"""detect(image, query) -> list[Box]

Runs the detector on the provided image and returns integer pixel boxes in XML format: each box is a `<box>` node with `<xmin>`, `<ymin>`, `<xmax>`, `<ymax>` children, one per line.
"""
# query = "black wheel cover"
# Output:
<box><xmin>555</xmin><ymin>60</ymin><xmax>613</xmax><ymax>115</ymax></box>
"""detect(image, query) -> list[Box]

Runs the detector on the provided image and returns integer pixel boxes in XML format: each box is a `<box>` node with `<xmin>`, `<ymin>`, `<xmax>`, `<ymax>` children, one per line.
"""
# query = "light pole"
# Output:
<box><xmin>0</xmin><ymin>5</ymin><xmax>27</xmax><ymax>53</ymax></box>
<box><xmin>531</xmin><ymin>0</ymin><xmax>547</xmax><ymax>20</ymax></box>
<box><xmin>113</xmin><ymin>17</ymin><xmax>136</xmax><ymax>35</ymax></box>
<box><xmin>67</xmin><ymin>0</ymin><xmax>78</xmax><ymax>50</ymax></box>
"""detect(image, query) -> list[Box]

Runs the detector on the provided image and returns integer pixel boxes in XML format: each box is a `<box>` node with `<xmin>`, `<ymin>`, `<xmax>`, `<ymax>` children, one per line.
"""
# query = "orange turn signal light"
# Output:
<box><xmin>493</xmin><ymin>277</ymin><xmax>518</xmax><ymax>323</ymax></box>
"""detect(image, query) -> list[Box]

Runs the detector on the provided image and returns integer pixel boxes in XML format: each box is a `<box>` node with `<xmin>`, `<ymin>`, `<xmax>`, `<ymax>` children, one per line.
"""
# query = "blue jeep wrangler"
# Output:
⁂
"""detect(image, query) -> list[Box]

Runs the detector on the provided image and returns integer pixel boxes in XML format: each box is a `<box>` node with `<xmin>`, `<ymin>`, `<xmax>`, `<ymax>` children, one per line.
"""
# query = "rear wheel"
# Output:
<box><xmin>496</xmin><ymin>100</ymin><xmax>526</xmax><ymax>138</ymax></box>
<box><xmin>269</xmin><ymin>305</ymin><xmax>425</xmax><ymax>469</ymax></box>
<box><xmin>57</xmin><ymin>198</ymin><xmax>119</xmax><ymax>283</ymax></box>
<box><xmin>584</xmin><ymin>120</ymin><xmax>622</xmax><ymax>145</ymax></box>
⁂
◆ Stated goal
Pick out every line of the material above that contains the word "light", treating uppercase and lowercase as different.

◆ The completed task
# query = "light pole"
# query = "orange turn signal light"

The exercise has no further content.